Requirements ▸
**a.** According to the press controller description, how many unit monitor and controllers can one master monitor and controller unit communicate with in both directions?
**b.** Write out the passage of the press controller description between "SUMMARY OF THE" and "chart of Fig. 5.", inclusive.
**c.** Can you rewrite the paragraph of the press controller description that begins "Although the prior efforts demonstrated" as a short bulleted list that keeps its main facts?

Extract to read ▸
↓
CENTRALIZED APPAREL PRESS CONTROLLER BACKGROUND OF THE INVENTION Field of the Invention The invention relates generally to an interactive textile finishing machine control system. More particularly, the invention relates to an interactive textile finishing machine control system for a plurality of finishing machines.

Description of the Related Art In fabric and garment manufacturing, it is customary to employ multiple finishing machines. Some examples of finishing equipment including well known components, such as heads, bucks, valve controllers, etc. , are disclosed in U. S.

Patent Numbers 3, 593, 440 ; 3, 715, 818 ; and 3, 797, 142. It is also known to use pneumatic cylinders that are controlled by solenoid valves.

In one attempt to modernize the operation of multiple finishing machines, a programmable logic chip (PLC) was used to directly control the electrical system of a plurality of finishing machines and bypass the standard mechanical timers. In another modernization attempt, some manufacturers offer a leg press finishing machine with an optional microprocessor that controls the electrical operations of that press. In certain configurations, two presses may be controlled by the same microprocessor.

Although the prior efforts demonstrated the benefits of multiple machine control systems, there remains a need to centrally and precisely control varied function cycles in a plural finishing machine. In addition to controlling the cycles, there is a need for collecting data from each machine. This creates a need for bidirectional communication between a central control system and an individual finishing machine. Finally, there is a desire for a central control system that can be used with both new and existing finishing systems.

SUMMARY OF THE INVENTION The present invention provides an interactive textile machine control system that individually monitors and controls multiple machines even when the various machines are performing under different operating conditions.

BRIEF DESCRIPTION OF THE DRAWINGS Fig. 1 shows a system architecture for a control system according to the present invention ; Fig. 2 is an expanded view of a master monitor and controller according to the present invention ; Fig. 3 shows a finishing machine monitor and controller architecture according to the present invention ; Fig. 4 is an expanded view of a machine monitor and controller for a finishing machine according to the present invention ; Fig. 5 is a flow chart for a sequence of events in accordance with the present invention ; and Fig. 6 is a timing diagram for the events in the flow chart of Fig. 5.

DETAILED DESCRIPTION OF THE PREFERRED EMBODIMENT The invention is described with reference to the drawing figures wherein like numerals represent like elements throughout. Referring to Fig. 1, an interactive textile finishing machine control system according to the present invention includes a plurality of commonly available textile finishing machines 10,11, 12, and 13. Each finishing machine is functionally a separate unit that is monitored and controlled by a respective unit monitor and controller 14,15, 16, or 17. The central processor 19, which includes the master monitor and controller 18, is connected to a respective finishing machine monitor and controller unit 14,15, 16, or 17 through a bidirectional data communication link, lines w and x. Although only four finishing machines are illustrated, a presently preferred

embodiment of the present invention comprising one master monitor and controller unit 18 is capable of bidirectional communication with up to two hundred fifty-five (255) unit monitor and controllers.
↑
Given information ▸
↓
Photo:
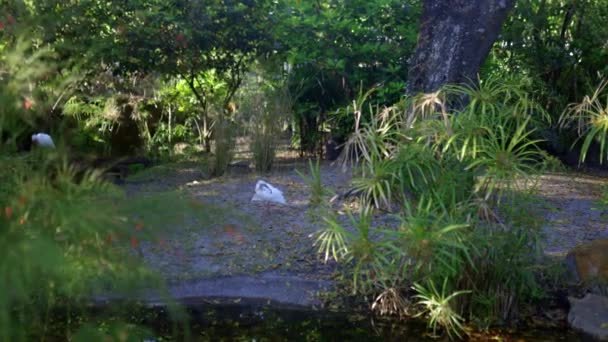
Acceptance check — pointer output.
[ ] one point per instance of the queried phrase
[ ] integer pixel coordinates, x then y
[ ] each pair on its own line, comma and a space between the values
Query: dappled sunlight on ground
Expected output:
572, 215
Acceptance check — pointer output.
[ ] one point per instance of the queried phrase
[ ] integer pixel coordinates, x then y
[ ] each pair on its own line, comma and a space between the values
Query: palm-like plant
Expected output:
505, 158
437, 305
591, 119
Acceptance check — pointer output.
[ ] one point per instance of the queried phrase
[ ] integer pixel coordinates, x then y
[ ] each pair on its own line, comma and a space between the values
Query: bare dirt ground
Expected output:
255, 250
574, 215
↑
↓
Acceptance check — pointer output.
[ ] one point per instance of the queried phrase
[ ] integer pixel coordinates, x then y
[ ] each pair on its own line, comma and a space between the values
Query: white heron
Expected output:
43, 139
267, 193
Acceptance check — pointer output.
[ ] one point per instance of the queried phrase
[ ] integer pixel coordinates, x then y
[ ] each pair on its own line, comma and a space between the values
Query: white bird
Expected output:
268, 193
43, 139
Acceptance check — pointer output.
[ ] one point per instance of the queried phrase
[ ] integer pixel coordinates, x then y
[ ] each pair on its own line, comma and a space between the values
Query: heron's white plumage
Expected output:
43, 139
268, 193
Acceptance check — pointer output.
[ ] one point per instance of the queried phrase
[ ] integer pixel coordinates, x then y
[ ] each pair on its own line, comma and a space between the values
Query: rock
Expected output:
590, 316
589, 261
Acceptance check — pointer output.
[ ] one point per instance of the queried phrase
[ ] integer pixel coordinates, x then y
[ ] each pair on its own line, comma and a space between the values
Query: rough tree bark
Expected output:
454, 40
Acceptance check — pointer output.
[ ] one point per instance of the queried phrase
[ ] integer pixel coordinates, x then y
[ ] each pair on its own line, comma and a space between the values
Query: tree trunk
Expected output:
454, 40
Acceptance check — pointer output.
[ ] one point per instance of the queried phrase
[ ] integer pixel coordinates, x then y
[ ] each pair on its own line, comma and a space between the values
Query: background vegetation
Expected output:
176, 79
↑
Responses for each task ▸
**a.** Up to two hundred fifty-five (255).

**b.**
SUMMARY OF THE INVENTION The present invention provides an interactive textile machine control system that individually monitors and controls multiple machines even when the various machines are performing under different operating conditions.

BRIEF DESCRIPTION OF THE DRAWINGS Fig. 1 shows a system architecture for a control system according to the present invention ; Fig. 2 is an expanded view of a master monitor and controller according to the present invention ; Fig. 3 shows a finishing machine monitor and controller architecture according to the present invention ; Fig. 4 is an expanded view of a machine monitor and controller for a finishing machine according to the present invention ; Fig. 5 is a flow chart for a sequence of events in accordance with the present invention ; and Fig. 6 is a timing diagram for the events in the flow chart of Fig. 5.

**c.**
- Earlier efforts showed the benefits of multiple-machine control systems.
- There is still a need to centrally and precisely control varied function cycles in a plural finishing machine.
- There is also a need to collect data from each machine, which requires bidirectional communication between a central control system and each finishing machine.
- A central control system that works with both new and existing finishing systems is desired.